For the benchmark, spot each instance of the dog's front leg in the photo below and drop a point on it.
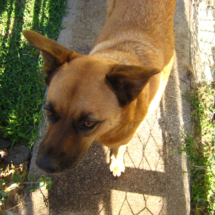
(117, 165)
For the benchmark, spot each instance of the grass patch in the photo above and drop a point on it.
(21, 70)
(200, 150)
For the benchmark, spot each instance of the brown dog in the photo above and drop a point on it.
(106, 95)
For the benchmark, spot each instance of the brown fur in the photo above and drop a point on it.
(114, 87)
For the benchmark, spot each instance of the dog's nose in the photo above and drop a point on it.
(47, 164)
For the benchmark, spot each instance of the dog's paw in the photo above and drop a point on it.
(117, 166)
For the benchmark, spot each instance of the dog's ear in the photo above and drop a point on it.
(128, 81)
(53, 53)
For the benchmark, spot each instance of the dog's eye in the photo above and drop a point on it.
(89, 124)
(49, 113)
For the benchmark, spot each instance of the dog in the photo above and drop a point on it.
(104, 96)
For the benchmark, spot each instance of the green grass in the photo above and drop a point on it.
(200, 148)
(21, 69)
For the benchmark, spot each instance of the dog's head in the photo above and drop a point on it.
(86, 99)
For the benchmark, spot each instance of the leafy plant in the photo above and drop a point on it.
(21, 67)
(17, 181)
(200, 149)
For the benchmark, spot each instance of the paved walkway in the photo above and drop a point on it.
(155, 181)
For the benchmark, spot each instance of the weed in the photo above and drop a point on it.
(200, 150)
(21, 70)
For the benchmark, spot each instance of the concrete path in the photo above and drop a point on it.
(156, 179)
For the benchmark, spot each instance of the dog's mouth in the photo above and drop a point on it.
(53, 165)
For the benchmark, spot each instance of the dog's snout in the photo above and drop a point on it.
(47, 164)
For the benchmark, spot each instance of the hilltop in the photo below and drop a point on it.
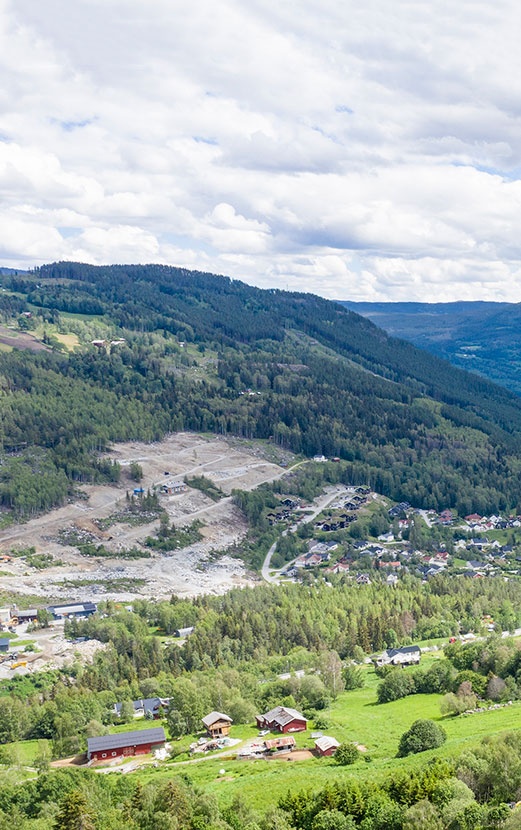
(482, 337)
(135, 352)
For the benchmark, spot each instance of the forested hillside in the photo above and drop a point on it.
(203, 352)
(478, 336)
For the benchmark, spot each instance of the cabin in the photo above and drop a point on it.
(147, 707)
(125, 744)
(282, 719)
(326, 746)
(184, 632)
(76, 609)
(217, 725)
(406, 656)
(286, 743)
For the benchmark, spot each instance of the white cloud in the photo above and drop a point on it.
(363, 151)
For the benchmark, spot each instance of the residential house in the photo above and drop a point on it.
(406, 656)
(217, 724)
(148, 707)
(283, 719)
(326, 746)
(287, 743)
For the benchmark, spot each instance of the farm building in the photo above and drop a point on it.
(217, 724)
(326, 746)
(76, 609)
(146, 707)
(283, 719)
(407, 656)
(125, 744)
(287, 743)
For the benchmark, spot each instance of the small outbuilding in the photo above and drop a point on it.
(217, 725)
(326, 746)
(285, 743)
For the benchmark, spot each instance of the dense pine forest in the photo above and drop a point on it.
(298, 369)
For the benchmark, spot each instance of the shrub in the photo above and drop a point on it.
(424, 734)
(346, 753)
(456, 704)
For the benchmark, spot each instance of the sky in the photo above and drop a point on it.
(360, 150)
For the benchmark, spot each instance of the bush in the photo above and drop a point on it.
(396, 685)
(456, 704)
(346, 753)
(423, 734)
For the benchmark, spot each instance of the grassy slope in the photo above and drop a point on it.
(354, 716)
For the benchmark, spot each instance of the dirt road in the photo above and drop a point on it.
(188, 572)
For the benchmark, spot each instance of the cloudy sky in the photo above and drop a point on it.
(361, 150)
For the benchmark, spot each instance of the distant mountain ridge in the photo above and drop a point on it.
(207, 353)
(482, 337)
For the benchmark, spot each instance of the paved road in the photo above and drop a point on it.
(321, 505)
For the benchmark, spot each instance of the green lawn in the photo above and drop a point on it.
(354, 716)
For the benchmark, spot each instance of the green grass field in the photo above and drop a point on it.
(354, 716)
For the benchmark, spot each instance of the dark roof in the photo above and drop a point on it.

============

EXERCISE AIM: Return every line from the one holding "For the benchmark, spot each instance of the small" through the end of the data, exactly as it appears, with both ends kept and nothing else.

FINAL RESULT:
For the benchmark, spot each instance of the small outbuilding in the photo above and drop a point on it.
(217, 725)
(326, 746)
(285, 743)
For the benchmark, spot each instance of the dense pine forest in the photo above and drop a point on it.
(298, 369)
For the benchmark, spot each instance of the shrub in the photo above and drop a point on it.
(424, 734)
(346, 753)
(456, 704)
For the benchmark, spot each instance of the sky in the photo above and drop a point on it.
(360, 150)
For the benchmark, spot each instance of the bush in the photo above and drop a point on it.
(396, 685)
(456, 704)
(346, 753)
(423, 734)
For the benchmark, spot each instance of the grassy slope in the photo above and drop a point on it.
(354, 716)
For the benchmark, spot each instance of the dirt road in the photo above and drop a point on it.
(188, 572)
For the benchmark, spot each instance of the cloudy sky in the photo above and drop a point on it.
(361, 150)
For the benchmark, spot each instance of the distant mountain ridge in the photo above and drop a point on it.
(207, 353)
(482, 337)
For the benchmark, spot each instance of the paved road in the photo above and drop a point on it.
(321, 505)
For the benchmark, spot each instance of the green lawn in the photo above and drop a point on it.
(354, 716)
For the benchmark, spot each instance of the green grass field in the photo above and drop a point on it.
(354, 716)
For the benchmark, spot each instance of the dark roof in the photo above and drop a point on it.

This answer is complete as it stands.